### TASK 1
Copy the rows from the line containing "Give the outline of every instance of the light" through the line containing "[[[52,103],[52,135],[120,119],[120,98]]]", both included, unchanged.

------ TEXT PROVIDED

Cheers Grant, I reckon so. Apart from the general shape, you can see the tailwheel doors and ventral gun position quite clearly.

Is that a recent pic above btw? NZ400's lost her paint since I last saw her. 

Re the cars - cool shots guys! Will add some of my own sometime (all stored in Hungary for now)


----------



## Njaco (Nov 11, 2013)

some more...


----------



## Lucky13 (Nov 11, 2013)

Have to admit NJ, when I first read the title of this thread, I thought that it'd pics of you and your bandmates, after a gig and wild afterparty! 

Cool pics everyone....

Reactions: Like Like:
1 | Like List reactions


----------



## Gnomey (Nov 11, 2013)

Good stuff guys!


----------



## N4521U (Nov 11, 2013)

Those old Ford trucks, with the outhouse in the field behind bring a tear to my eyes....... Who in the world would let them sit there like that!!!!!!!!!


----------



## Njaco (Nov 11, 2013)

"Imma goner fix'em up, right cheer!"


----------



## silence (Nov 11, 2013)

What's the old joke about a redneck mowing his yard and finding seven cars up on blocks?....


----------



## GrauGeist (Nov 12, 2013)

Post #37, 8th picture down: a '36 Chevrolet coupe

I must have this...


----------



## Njaco (Nov 12, 2013)

Had my eye on that one too!


----------



## Lucky13 (Nov 12, 2013)

Same here! 8)


----------



## Njaco (Nov 13, 2013)

How about some to make you guys weep???

.


----------



## GrauGeist (Nov 13, 2013)

4th one down looks like my '66 Mustang sitting in the driveway :/


----------



## Njaco (Nov 13, 2013)

I wish I had my '67 again......


----------



## Marcel (Nov 13, 2013)

The 9th is that a dodge charger?


----------



## Njaco (Nov 13, 2013)

That is a Pontiac GTO.


----------



## GrauGeist (Nov 13, 2013)

My '66 could qualify for the thread! 

And this pic is almost 3 years old...


----------



## Gnomey (Nov 13, 2013)

Lovely shots Chris!


----------



## Njaco (Nov 13, 2013)

oh man, GG! Mine was a '67 with a 289 and Bullitt green in color. I stupidly sold it when I really didn't need to.


----------



## kettbo (Nov 14, 2013)

yup, tragedy pictures. 
To lighten up this thread, some HOPE for the forlorn and neglected! Some get reborn!
After I cut out the bad parts from mine, I had this left.






cut weld, straighten, primer and block, repeat 5x, then paint and clear..then cut and buff






not done yet but getting close...lots of work and time passed between the pictures! But happy I did it all myself. 1:1 scale model building!


----------



## Wayne Little (Nov 14, 2013)

great pics again Chris...


----------



## GrauGeist (Nov 14, 2013)

------------
------ RECORDS SUPPLIED

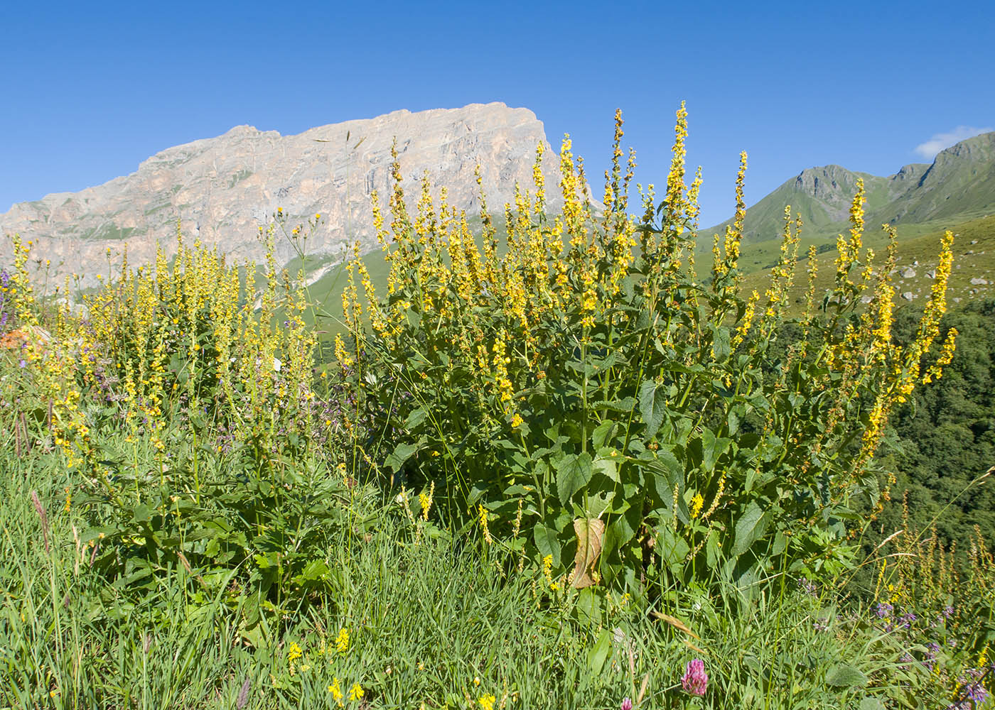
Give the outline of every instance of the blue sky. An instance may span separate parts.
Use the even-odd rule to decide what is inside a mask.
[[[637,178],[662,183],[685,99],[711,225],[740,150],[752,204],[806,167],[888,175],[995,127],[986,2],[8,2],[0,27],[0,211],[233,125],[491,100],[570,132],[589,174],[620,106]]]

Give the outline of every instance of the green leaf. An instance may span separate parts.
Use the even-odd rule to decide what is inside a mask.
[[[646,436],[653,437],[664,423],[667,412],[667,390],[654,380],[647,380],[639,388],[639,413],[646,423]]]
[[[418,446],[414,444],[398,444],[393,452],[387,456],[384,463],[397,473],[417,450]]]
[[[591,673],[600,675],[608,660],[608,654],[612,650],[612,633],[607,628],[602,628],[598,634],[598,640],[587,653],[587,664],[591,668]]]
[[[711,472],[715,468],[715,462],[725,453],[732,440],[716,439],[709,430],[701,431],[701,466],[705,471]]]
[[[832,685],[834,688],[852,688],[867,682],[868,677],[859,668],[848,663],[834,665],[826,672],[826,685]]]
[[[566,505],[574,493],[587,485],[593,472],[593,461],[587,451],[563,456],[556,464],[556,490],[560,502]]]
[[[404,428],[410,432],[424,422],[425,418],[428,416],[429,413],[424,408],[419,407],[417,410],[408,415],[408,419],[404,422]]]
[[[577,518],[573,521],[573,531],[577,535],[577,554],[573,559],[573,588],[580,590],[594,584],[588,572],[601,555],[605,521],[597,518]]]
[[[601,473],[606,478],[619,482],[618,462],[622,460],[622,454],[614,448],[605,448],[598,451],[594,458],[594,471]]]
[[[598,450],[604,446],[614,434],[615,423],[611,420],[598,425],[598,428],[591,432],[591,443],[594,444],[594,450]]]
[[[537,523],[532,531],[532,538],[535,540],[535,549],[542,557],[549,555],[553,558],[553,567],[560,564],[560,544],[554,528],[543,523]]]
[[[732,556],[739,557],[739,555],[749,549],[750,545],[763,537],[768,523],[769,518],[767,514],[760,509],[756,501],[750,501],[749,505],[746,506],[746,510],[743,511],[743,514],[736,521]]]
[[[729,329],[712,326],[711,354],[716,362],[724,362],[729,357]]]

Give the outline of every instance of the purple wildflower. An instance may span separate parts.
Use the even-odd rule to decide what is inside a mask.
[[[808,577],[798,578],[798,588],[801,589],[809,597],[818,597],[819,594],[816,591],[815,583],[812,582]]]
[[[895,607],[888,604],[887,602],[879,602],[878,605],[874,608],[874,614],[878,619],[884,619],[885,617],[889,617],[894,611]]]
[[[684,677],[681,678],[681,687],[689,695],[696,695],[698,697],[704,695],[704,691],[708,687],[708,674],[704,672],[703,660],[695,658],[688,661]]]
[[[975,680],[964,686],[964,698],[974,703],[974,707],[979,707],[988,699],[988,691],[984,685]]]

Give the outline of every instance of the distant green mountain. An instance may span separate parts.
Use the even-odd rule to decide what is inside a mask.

------------
------ RECORDS SUPPLIED

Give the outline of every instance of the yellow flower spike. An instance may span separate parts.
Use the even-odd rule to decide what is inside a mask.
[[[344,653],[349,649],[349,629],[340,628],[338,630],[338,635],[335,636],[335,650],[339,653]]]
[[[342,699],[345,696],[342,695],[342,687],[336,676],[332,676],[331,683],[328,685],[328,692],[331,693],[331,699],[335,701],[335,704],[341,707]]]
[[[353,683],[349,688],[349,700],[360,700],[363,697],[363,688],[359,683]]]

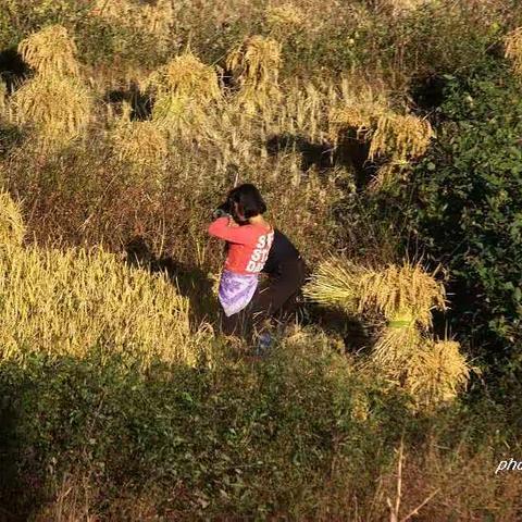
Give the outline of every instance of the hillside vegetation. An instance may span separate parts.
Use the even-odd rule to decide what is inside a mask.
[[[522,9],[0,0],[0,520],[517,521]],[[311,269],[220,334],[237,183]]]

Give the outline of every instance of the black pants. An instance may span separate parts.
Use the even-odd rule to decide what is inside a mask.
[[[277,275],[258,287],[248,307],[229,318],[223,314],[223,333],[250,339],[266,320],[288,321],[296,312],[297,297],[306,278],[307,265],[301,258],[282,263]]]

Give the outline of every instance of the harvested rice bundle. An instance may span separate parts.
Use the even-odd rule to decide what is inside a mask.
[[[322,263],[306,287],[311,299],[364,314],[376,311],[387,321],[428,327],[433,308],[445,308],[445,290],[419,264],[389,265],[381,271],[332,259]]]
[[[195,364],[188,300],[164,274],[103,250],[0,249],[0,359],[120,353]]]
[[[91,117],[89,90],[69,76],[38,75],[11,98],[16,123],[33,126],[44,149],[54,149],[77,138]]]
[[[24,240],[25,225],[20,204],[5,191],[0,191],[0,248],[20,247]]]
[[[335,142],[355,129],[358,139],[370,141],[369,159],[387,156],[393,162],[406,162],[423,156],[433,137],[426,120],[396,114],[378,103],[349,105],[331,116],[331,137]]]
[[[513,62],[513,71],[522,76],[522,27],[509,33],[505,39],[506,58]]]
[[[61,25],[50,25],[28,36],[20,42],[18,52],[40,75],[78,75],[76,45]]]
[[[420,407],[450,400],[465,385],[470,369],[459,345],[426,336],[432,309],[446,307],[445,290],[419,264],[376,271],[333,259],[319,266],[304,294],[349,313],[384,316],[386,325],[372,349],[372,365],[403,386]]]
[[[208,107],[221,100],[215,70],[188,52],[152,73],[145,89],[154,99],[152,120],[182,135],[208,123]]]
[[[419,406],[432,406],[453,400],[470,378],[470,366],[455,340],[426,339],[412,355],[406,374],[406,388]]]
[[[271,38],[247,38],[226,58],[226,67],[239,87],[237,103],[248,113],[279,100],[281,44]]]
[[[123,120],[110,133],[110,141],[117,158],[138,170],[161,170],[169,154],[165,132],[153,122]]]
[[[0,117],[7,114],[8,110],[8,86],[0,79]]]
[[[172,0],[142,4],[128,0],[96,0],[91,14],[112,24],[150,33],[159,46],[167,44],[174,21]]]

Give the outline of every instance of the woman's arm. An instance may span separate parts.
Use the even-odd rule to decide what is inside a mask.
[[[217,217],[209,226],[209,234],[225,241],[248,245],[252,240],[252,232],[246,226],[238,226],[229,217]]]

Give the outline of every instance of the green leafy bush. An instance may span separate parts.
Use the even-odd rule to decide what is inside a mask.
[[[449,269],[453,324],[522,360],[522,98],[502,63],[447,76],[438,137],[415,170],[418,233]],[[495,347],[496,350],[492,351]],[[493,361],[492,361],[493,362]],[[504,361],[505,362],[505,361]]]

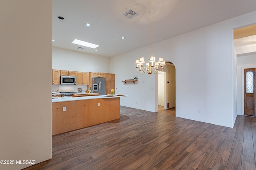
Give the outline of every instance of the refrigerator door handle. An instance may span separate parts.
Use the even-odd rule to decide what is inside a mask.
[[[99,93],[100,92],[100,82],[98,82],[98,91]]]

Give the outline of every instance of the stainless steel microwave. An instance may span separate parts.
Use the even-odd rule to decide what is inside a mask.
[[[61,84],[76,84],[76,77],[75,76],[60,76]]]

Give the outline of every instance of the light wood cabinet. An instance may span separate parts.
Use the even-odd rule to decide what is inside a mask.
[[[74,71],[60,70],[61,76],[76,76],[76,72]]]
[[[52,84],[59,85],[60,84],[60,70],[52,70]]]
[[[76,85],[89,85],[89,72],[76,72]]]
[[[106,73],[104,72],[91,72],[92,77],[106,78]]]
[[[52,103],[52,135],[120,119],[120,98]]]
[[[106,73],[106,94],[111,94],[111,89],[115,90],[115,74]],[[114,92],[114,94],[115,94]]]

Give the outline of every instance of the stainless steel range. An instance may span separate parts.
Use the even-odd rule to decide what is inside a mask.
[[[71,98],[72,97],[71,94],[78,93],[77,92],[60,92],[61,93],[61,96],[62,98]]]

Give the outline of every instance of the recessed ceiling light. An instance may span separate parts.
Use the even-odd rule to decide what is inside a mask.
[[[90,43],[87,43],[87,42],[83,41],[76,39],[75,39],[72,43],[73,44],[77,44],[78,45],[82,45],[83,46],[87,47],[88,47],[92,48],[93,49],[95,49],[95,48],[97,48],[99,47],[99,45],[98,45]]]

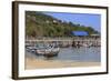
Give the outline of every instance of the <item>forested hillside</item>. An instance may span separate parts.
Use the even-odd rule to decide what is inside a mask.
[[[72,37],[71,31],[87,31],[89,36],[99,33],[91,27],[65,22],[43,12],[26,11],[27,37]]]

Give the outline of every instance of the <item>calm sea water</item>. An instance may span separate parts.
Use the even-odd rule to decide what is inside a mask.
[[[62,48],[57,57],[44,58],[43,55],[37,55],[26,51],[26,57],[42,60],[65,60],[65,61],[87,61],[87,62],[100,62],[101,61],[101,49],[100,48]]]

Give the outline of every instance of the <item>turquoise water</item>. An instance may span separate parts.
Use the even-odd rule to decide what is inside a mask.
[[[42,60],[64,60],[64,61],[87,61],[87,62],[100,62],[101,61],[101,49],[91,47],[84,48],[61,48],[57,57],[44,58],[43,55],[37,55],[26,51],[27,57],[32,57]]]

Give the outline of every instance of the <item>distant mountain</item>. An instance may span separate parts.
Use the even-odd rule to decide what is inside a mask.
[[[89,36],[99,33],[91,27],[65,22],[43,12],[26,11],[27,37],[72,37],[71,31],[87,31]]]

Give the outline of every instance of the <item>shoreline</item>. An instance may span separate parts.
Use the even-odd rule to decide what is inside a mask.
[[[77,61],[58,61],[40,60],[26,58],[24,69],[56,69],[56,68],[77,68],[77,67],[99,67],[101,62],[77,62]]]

------------

### TASK 2
According to the forum thread, what engine and color did Njaco's '67 Mustang have?

### WORKED SOLUTION 1
Give the outline of every instance of the light wood cabinet. An instance may span separate parts.
Use the even-odd rule to decide what is inside a mask.
[[[74,71],[60,70],[61,76],[76,76],[76,72]]]
[[[52,84],[59,85],[60,84],[60,70],[52,70]]]
[[[76,85],[89,85],[89,72],[76,72]]]
[[[106,73],[104,72],[91,72],[92,77],[106,78]]]
[[[52,103],[52,135],[120,119],[120,98]]]

### WORKED SOLUTION 2
A 289 engine, in Bullitt green.